**Task details:** Revise the listing from the line containing "Kindly segment every instance of the brown" through its end, swapping "brown earth surface" for "brown soil surface" and leaving everything else unchanged. Return only those lines.

**Entries:**
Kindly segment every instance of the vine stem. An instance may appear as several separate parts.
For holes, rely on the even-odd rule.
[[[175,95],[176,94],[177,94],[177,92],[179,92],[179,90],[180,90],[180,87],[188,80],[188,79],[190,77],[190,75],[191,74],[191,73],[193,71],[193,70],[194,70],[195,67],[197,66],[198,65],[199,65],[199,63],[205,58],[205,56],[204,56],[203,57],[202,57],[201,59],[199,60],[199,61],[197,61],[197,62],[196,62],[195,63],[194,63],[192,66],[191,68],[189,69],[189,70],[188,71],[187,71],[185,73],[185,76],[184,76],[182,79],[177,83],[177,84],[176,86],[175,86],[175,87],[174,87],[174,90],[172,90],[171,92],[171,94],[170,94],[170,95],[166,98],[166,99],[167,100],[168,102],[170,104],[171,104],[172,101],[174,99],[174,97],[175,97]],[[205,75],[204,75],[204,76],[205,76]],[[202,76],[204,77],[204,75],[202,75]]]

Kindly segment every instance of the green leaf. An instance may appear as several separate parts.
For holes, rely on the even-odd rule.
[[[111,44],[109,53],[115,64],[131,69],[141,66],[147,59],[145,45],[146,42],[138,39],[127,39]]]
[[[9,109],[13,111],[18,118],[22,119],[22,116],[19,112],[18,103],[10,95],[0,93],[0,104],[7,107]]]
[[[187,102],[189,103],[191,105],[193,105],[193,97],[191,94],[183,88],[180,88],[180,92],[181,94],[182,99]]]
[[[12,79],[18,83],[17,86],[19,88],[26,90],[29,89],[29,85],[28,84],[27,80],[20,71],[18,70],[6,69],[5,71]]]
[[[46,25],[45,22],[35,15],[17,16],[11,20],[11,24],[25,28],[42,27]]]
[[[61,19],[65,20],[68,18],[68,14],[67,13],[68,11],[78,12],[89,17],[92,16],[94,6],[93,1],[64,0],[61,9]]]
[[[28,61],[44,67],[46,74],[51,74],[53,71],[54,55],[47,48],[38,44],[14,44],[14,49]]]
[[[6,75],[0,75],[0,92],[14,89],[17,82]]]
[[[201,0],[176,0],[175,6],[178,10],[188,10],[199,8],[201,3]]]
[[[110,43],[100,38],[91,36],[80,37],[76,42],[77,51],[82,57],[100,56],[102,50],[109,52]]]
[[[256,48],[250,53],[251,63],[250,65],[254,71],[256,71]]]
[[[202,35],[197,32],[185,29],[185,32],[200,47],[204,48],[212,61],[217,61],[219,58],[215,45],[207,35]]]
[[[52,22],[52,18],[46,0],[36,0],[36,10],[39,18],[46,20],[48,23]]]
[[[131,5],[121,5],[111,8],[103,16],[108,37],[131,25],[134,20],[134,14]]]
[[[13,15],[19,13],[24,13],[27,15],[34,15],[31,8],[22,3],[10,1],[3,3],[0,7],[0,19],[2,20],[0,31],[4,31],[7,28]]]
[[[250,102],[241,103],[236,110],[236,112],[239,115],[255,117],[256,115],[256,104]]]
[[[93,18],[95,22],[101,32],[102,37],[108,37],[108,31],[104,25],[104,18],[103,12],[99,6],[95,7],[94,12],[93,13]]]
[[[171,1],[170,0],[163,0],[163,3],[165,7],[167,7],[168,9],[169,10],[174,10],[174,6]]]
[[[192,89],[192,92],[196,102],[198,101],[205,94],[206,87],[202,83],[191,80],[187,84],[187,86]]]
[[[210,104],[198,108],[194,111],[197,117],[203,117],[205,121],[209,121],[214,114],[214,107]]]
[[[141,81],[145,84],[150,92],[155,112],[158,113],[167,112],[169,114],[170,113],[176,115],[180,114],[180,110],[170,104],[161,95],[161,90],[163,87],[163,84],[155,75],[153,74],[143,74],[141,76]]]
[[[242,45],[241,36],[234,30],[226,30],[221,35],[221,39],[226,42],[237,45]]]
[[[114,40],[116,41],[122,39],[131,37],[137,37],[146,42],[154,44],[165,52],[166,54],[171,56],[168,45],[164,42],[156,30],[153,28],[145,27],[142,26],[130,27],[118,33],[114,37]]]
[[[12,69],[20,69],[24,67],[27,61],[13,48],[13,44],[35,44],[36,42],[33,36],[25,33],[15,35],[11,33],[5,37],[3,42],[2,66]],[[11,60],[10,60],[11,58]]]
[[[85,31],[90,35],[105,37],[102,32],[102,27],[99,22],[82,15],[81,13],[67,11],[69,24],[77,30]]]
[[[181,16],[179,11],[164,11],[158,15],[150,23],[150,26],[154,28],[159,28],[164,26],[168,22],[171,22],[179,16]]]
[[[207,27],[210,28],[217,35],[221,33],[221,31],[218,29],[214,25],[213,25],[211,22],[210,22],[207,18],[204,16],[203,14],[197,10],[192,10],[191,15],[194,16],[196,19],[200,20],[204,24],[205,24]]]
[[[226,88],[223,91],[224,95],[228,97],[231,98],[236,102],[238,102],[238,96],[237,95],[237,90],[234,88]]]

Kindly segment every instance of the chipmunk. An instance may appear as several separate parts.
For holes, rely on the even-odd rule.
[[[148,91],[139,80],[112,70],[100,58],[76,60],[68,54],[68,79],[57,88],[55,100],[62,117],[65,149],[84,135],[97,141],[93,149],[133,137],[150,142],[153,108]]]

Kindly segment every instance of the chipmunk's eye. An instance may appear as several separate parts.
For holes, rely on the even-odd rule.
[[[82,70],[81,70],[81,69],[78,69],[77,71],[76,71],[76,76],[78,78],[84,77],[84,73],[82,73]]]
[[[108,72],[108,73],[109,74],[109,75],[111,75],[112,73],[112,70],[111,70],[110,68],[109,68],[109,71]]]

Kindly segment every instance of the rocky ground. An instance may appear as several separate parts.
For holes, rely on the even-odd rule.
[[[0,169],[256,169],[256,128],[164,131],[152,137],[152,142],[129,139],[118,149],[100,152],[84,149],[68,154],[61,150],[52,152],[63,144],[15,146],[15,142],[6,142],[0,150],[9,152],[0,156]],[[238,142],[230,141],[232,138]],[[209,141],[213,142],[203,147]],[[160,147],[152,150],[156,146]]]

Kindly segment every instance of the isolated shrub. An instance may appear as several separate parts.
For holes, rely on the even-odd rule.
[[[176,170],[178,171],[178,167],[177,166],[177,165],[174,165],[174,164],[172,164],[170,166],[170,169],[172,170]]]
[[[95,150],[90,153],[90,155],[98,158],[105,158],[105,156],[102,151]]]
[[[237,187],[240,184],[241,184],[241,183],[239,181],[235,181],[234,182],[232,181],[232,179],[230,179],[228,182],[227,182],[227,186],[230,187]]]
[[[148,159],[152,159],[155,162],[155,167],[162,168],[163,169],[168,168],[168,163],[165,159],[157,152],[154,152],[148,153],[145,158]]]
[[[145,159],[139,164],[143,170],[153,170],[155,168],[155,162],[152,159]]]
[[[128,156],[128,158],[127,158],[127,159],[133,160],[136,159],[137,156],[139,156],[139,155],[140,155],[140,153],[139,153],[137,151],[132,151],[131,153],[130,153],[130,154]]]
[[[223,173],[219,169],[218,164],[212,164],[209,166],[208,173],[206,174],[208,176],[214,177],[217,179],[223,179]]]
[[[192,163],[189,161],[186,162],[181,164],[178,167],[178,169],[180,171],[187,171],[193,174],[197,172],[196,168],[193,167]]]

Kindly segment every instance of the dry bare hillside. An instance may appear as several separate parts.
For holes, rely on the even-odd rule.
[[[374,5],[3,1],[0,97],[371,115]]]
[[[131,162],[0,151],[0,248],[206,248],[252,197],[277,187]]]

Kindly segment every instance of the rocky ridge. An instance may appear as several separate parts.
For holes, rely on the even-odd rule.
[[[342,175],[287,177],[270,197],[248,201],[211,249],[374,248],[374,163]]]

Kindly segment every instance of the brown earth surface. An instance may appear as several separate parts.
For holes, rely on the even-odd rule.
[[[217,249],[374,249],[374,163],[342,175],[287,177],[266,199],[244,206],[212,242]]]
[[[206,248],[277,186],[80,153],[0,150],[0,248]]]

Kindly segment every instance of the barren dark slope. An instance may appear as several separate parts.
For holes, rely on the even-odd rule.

**Answer to this task:**
Kindly segment every instance of the brown soil surface. An instance may appear as several separate parts.
For holes, rely on the even-odd rule.
[[[217,249],[374,249],[374,163],[342,175],[287,177],[266,199],[244,206],[212,242]]]
[[[206,248],[277,186],[80,153],[0,150],[0,248]]]

Kindly segment every instance of the barren dark slope. An instance may appear as several separate parts.
For holes, rely on the even-odd rule.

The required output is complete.